### WHAT IS REQUIRED
Count the lines in the material below that contain the string "hair", and reply with the number alone.

* begin RECORDS FOR PROCESSING *

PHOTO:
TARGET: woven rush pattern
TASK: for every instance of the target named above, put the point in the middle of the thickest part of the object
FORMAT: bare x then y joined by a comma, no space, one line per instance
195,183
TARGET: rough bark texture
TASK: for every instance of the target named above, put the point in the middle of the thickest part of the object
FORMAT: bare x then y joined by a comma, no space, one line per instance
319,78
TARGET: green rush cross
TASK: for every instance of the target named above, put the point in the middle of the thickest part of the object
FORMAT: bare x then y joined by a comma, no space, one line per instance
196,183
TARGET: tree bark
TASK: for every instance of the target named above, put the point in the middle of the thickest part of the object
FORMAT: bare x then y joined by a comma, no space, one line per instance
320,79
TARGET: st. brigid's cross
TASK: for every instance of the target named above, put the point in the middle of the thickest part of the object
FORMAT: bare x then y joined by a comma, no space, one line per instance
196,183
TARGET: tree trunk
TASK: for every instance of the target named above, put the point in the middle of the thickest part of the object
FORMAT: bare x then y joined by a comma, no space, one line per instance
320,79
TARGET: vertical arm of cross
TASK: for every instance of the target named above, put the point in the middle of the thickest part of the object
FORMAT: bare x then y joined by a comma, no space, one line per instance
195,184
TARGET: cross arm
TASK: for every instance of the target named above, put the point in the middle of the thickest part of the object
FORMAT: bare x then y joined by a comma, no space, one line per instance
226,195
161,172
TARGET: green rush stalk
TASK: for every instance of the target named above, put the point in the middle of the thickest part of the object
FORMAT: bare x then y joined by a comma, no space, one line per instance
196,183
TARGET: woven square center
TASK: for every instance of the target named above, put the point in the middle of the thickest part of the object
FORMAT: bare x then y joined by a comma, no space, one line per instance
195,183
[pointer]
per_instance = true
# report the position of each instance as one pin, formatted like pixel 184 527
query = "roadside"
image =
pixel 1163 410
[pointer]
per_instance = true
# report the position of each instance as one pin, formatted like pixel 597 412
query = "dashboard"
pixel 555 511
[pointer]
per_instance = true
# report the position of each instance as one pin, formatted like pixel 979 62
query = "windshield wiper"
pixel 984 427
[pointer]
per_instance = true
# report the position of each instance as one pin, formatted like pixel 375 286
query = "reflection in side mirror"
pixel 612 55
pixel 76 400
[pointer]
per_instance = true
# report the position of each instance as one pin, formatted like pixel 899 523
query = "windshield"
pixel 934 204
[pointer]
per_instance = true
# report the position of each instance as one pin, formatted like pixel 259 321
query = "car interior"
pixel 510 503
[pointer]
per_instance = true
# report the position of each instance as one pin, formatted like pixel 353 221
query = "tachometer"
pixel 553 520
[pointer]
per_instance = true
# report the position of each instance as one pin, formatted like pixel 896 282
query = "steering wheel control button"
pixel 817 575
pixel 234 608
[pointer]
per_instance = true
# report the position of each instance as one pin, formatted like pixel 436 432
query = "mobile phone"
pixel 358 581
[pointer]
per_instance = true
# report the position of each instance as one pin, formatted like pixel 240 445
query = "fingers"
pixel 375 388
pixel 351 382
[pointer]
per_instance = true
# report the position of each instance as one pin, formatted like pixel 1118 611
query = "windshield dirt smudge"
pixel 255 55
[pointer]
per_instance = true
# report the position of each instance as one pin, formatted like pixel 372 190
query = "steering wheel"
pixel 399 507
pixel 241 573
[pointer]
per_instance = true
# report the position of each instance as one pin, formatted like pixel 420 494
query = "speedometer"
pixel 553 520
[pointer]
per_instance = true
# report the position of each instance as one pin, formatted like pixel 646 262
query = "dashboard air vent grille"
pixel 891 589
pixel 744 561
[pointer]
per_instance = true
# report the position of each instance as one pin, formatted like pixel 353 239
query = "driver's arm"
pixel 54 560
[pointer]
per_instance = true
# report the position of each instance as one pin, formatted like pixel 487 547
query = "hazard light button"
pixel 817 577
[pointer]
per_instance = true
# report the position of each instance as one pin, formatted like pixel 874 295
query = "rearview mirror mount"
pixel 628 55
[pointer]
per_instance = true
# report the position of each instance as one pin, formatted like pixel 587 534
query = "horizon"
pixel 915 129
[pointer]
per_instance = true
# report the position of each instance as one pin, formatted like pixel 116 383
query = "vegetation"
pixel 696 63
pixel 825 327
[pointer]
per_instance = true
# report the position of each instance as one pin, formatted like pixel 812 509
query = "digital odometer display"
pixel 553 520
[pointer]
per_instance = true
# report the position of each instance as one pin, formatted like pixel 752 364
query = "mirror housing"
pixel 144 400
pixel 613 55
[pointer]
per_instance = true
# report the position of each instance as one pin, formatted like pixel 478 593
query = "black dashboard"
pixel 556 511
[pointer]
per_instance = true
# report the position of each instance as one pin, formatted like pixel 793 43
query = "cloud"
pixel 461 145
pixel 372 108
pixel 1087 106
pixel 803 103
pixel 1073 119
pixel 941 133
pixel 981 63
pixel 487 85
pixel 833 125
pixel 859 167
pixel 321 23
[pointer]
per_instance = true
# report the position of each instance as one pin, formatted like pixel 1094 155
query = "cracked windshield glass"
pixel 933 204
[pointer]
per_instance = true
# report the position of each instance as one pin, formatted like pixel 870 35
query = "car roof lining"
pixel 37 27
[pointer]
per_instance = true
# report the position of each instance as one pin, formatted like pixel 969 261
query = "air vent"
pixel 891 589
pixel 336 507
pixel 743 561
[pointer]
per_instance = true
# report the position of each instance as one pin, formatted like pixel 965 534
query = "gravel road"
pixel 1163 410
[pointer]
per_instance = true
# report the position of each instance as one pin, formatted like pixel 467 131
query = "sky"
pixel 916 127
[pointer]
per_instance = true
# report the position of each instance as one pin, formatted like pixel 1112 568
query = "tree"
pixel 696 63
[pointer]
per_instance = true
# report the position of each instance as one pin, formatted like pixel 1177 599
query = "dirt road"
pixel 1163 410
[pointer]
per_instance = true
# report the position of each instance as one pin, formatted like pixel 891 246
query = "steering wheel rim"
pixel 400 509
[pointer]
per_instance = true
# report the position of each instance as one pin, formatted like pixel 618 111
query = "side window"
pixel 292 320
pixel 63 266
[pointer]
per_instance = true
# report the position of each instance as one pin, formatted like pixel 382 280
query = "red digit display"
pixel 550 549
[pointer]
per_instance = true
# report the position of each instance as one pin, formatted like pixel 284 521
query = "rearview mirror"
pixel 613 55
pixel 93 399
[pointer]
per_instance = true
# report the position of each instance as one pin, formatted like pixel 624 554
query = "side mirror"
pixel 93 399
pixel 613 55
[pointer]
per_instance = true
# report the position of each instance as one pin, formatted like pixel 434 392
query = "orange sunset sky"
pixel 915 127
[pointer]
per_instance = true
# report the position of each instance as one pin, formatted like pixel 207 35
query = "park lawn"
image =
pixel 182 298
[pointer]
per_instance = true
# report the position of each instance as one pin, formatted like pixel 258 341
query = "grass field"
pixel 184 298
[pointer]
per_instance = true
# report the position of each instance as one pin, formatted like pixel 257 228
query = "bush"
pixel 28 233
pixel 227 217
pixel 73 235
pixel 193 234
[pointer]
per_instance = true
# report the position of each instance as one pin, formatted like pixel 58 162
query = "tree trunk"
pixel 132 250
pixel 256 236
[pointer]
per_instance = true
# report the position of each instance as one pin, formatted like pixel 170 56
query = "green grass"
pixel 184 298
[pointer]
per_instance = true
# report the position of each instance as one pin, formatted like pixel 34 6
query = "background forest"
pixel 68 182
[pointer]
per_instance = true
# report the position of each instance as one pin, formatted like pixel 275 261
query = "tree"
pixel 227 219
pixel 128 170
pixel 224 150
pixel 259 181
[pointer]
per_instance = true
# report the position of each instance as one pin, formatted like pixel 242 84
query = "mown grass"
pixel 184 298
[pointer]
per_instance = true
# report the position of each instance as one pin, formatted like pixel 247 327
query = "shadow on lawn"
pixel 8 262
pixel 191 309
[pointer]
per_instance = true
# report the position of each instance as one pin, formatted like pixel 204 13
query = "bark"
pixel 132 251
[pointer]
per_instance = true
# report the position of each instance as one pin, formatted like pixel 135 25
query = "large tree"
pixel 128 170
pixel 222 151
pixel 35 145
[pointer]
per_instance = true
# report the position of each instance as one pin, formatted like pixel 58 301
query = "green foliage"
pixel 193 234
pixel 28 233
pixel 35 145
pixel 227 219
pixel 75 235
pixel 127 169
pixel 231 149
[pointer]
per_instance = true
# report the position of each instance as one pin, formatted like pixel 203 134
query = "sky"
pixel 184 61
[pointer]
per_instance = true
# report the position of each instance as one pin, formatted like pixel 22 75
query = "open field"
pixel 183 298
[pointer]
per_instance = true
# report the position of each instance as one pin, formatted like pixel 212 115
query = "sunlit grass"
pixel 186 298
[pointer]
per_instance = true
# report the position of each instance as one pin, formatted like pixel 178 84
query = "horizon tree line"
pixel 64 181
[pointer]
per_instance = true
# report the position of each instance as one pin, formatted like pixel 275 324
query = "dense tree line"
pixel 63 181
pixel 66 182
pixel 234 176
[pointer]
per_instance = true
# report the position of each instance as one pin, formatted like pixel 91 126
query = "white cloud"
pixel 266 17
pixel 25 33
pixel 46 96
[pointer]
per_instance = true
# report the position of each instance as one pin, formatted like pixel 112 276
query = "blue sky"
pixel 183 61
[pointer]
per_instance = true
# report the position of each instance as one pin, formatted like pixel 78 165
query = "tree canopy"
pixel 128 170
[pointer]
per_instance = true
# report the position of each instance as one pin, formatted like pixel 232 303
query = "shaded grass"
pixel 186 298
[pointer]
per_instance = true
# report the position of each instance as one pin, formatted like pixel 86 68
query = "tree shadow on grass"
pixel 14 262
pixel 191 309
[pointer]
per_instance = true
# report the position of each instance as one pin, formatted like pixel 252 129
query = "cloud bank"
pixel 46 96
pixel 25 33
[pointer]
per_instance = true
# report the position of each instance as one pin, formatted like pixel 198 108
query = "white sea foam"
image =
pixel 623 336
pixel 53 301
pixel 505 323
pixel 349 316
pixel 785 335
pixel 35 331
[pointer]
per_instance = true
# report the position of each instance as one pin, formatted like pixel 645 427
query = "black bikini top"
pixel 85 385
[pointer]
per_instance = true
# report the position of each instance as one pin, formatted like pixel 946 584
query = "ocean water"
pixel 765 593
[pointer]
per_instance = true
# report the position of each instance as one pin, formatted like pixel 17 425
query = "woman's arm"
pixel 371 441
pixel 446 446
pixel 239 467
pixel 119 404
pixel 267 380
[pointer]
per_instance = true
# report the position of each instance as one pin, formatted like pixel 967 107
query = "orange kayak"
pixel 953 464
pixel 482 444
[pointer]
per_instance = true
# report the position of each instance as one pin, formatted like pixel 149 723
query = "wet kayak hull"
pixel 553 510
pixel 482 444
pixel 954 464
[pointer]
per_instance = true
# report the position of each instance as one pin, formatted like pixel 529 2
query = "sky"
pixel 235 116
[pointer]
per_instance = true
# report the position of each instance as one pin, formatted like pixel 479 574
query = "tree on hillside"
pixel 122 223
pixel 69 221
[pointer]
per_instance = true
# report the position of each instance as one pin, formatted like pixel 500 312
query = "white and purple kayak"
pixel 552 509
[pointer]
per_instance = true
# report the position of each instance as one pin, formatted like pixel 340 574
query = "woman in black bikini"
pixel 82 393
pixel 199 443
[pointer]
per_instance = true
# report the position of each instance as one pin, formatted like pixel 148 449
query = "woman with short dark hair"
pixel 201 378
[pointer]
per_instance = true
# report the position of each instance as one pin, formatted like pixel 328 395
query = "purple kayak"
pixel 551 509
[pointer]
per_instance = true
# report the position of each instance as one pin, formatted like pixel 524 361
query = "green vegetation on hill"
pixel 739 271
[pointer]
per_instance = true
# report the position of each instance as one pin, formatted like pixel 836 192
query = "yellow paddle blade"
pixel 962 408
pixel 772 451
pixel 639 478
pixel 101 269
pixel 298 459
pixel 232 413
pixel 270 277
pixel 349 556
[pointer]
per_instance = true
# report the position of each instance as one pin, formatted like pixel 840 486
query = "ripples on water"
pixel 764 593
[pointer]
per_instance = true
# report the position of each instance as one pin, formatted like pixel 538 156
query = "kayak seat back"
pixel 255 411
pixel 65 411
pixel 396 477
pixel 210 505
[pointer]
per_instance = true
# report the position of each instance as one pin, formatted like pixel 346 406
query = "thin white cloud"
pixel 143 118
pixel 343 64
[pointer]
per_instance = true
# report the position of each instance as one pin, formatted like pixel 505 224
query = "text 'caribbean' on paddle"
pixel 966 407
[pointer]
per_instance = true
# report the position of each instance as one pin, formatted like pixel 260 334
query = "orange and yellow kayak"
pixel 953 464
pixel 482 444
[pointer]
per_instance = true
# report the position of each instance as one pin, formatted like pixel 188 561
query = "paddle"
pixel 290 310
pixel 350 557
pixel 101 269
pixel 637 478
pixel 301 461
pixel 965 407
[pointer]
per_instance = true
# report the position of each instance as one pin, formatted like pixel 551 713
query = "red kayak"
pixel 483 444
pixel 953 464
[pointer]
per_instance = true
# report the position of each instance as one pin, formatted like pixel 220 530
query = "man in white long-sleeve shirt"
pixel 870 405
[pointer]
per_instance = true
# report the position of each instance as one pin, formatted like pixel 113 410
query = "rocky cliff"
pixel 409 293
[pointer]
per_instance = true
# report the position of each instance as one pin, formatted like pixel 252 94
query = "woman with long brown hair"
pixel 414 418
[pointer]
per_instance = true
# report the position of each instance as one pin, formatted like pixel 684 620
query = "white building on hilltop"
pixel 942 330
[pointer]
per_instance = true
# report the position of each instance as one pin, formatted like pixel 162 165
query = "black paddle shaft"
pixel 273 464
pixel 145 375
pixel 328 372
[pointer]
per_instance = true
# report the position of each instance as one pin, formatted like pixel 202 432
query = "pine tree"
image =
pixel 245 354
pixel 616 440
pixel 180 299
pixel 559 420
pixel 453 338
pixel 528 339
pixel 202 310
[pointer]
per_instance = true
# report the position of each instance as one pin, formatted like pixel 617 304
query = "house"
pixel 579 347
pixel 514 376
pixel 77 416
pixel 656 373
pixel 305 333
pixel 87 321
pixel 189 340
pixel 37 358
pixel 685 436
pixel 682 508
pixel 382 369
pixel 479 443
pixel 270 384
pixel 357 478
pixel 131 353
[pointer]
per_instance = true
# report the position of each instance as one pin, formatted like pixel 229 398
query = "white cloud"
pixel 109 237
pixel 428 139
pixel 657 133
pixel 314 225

* end RECORDS FOR PROCESSING *

### COMPLETED EXERCISE
2